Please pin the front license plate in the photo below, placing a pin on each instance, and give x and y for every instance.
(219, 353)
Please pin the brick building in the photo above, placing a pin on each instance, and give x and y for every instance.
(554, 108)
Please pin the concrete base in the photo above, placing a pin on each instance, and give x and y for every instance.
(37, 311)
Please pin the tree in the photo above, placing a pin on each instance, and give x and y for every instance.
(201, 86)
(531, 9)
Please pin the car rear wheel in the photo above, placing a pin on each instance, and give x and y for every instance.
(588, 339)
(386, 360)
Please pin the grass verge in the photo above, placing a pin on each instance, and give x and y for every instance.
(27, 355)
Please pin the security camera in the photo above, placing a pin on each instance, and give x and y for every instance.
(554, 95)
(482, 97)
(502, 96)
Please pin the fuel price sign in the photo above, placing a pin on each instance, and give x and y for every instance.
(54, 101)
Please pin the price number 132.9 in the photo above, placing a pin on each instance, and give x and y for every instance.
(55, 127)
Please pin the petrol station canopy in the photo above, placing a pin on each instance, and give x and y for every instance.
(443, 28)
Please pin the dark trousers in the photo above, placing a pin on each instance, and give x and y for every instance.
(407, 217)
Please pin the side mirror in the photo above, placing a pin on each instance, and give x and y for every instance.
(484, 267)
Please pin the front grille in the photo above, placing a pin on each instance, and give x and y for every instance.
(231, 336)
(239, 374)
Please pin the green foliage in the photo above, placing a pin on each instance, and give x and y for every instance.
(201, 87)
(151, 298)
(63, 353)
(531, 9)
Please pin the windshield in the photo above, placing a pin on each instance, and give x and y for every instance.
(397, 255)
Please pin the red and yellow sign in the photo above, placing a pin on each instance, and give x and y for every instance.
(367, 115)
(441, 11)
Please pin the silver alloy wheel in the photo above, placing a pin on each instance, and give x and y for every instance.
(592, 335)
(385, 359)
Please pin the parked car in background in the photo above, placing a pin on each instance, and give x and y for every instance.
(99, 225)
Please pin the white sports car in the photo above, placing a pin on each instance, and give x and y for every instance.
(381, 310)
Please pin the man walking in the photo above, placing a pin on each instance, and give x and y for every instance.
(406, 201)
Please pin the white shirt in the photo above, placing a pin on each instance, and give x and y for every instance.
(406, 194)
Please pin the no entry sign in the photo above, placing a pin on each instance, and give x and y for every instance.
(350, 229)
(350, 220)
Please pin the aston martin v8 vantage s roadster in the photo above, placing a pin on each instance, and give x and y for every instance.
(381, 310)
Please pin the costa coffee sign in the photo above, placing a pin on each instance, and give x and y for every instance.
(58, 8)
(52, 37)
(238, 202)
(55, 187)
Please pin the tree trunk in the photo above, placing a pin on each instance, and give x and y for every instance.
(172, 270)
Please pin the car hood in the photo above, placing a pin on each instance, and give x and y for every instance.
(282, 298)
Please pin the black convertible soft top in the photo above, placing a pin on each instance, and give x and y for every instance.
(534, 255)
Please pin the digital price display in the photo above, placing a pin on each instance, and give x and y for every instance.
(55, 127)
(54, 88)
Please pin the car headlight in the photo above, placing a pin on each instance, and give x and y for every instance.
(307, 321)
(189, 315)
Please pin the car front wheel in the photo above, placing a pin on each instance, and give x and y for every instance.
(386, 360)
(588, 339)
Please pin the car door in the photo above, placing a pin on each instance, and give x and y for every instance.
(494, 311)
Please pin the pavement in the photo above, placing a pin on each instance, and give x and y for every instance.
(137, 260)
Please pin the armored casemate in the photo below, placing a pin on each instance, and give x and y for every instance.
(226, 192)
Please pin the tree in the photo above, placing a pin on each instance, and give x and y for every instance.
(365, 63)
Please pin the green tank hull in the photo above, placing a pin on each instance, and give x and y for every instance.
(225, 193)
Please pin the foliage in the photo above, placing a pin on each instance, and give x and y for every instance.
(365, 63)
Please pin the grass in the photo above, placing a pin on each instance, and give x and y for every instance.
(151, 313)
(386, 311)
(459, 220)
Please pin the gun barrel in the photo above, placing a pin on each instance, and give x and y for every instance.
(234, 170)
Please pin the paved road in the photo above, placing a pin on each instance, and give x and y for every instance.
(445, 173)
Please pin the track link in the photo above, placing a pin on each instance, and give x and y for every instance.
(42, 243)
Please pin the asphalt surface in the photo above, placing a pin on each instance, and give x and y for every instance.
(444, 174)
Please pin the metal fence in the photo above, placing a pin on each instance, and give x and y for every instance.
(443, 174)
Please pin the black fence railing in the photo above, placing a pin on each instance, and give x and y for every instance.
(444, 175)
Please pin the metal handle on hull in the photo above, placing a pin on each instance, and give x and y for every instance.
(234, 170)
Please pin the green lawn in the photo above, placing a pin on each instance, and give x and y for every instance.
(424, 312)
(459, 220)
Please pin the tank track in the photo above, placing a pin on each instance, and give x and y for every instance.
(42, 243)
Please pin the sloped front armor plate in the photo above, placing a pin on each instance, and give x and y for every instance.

> [Task description]
Transcribe the data in full, matching every line exactly.

> [Your response]
Please pin the front license plate in the photo below, placing a pin on each instance, and give x and y for every instance.
(219, 353)
Please pin the brick building in the photo above, placing a pin on each instance, and give x and y for every instance.
(554, 108)
Please pin the concrete base in the photo above, placing a pin on each instance, and give x and y for every instance.
(37, 311)
Please pin the tree in the photo above, placing a pin on each instance, and give x and y for every instance.
(201, 86)
(531, 9)
Please pin the car rear wheel in the photo above, placing a pin on each instance, and give x and y for every instance.
(588, 339)
(386, 360)
Please pin the grass verge in the photo above, placing a pin on each instance, and give x and y for every instance.
(27, 355)
Please pin the security camera in the photo above, placing a pin on each instance, and give x and y for every instance.
(554, 95)
(482, 97)
(502, 96)
Please pin the fuel price sign in the photo above, placing a pin on each instance, and give x and y for every instance.
(54, 101)
Please pin the price number 132.9 in the photo above, placing a pin on each instance, and give x and y for every instance.
(55, 127)
Please pin the petrol station canopy in the photo above, placing a pin on each instance, and give x and y for every instance.
(443, 28)
Please pin the dark trousers in the photo above, placing a pin on each instance, and give x and y for every instance.
(407, 217)
Please pin the side mirror in the photo above, placing a pin on each instance, and give x and y for every instance.
(484, 267)
Please pin the front grille in the photo above, placing a pin on each instance, and give x and y for every instance.
(231, 336)
(239, 374)
Please pin the green foliage in the photo above, placing a pin on each instance, and give x and y for every instance.
(201, 87)
(151, 298)
(63, 353)
(531, 9)
Please pin the windshield in the photo above, placing a pin on each instance, and give x and y for every instance.
(397, 255)
Please pin the red and yellow sign in the photo above, placing a pin on each instance, and give x and y for every instance.
(367, 115)
(441, 11)
Please pin the silver alloy wheel in the photo above, placing a pin on each instance, and give x and y for every instance.
(592, 335)
(385, 359)
Please pin the parked car in background in the photo above, placing a pin on each instance, and give x and y for every instance.
(99, 225)
Please pin the white sports car in the photo above, placing a pin on each instance, and give x and y for every instance.
(381, 310)
Please pin the man walking in the photo above, placing a pin on each instance, and give x and y for every instance.
(406, 201)
Please pin the white shirt in the photo above, placing a pin on each instance, and give x and y for every instance.
(406, 194)
Please pin the no entry sign in the photo above, placing a pin on each instance, and give x and y for every instance.
(350, 229)
(350, 220)
Please pin the aston martin v8 vantage s roadster in the photo above, placing a pin on each instance, and give x and y for every instance.
(381, 310)
Please pin the costa coffee sign in the photo above, placing a pin on each instance, and give x and y for every instance.
(58, 8)
(52, 37)
(238, 202)
(55, 187)
Please pin the tree trunk in the photo above, placing a pin on each instance, and give x and y for every instance.
(172, 270)
Please pin the car hood in the photo above, placing a pin on each instance, and give x and y for every instance.
(282, 298)
Please pin the black convertible soft top in the photo above, placing a pin on each instance, and give x and y for every instance.
(534, 255)
Please pin the digital price display in the photo above, placing a pin on each instance, and give x and y for every instance.
(55, 127)
(54, 88)
Please pin the car headlight in the photo above, placing a pin on each instance, and give x and y for every instance.
(307, 321)
(189, 315)
Please pin the car front wheel in the photo above, placing a pin on each instance, and give x and y for every instance.
(386, 360)
(588, 339)
Please pin the car door in the photo above, placing a pin on each instance, and give x and y for every instance.
(494, 311)
Please pin the pavement in the photo above, placing a pin on each instance, and give x and y for every instance.
(137, 260)
Please pin the armored casemate in the photo below, placing a pin on each instance, and give x and y for every instance.
(226, 192)
Please pin the tree in the photo above, placing a pin on each instance, and give x and y for every instance.
(365, 63)
Please pin the green tank hull in the photo above, placing a pin on each instance, and give x and y for every instance.
(225, 193)
Please pin the foliage in the photo above, placing a pin on each instance, and give x and y for every instance.
(365, 63)
Please pin the grass in the photo above, placing a pin on each instance, and give x and y for every instance.
(151, 313)
(386, 311)
(459, 220)
Please pin the gun barrel in the photo above, placing a pin on each instance, and give x and y for every instance.
(234, 170)
Please pin the paved road in the photo above, placing a pin on each instance, and give x and y for every instance.
(445, 173)
Please pin the track link in the photo above, placing a pin on each instance, and give x and y for every instance.
(42, 243)
Please pin the asphalt surface in the photo above, placing a pin on each instance, and give x and y for every instance.
(444, 174)
Please pin the metal fence in the photo above, placing a pin on each instance, and give x and y for every instance.
(443, 174)
Please pin the black fence railing in the photo above, placing a pin on each instance, and give x and y for every instance.
(444, 175)
Please pin the metal handle on hull in the photo above, placing a pin on each instance, and give x and y for every instance.
(234, 170)
Please pin the green lawn in the photo above, placing a pin on each instance, and give x and y for every instance.
(424, 312)
(459, 220)
Please pin the tank track in the photo above, placing a pin on each instance, and give x and y for every instance.
(42, 243)
Please pin the sloped front armor plate in the photo above, placing a pin on each instance, and give x and y for every instance.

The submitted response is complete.